* [Task prompt]:
Format the data as a JSON list of strings with one string per line, leaving out blank lines. Include only the lines from the one containing "written like [277,151]." through the end of the data.

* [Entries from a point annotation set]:
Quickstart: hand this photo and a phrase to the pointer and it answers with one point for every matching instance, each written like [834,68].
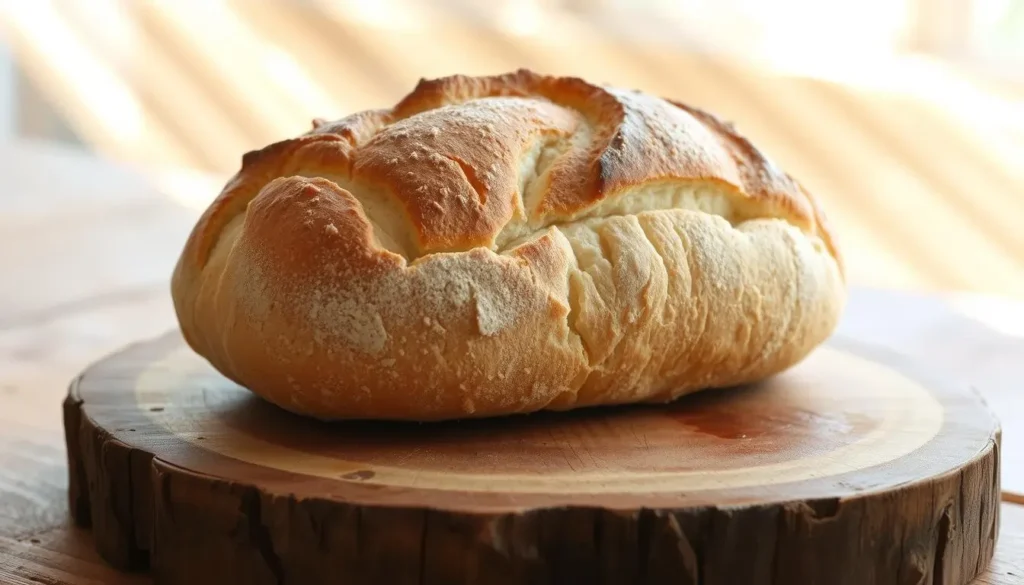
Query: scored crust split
[507,244]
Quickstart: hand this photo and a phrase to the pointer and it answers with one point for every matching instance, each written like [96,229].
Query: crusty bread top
[465,162]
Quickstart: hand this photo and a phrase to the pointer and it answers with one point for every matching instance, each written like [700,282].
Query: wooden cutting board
[853,467]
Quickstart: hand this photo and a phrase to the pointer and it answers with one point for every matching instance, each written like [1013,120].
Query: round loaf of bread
[507,244]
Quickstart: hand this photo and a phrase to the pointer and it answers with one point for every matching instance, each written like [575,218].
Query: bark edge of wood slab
[853,467]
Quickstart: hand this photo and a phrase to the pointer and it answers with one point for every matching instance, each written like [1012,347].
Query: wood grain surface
[853,467]
[51,328]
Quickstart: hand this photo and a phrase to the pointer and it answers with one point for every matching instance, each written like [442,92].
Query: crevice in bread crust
[471,178]
[387,218]
[683,197]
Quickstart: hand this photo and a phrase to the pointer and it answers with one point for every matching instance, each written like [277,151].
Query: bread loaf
[507,244]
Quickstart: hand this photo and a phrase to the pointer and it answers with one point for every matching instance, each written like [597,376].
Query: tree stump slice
[853,467]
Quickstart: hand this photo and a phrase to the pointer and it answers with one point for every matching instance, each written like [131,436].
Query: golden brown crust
[507,244]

* [Result of the task]:
[
  "Quickstart: hand this photo and a phrase to the pointer and it answers with one point for every matching instance, each written like [277,151].",
  "Query: bread loaf",
  "[507,244]",
  "Quickstart: hand this photo and a phrase to the pointer and it answers with one point for every matching instance, each written like [597,376].",
  "Query: tree stump slice",
  "[853,467]",
  "Quickstart: hand this photo and a phrase to the pointer and it answers with one point for every matching instance, each written like [131,436].",
  "Query: golden brown crust",
  "[507,244]"
]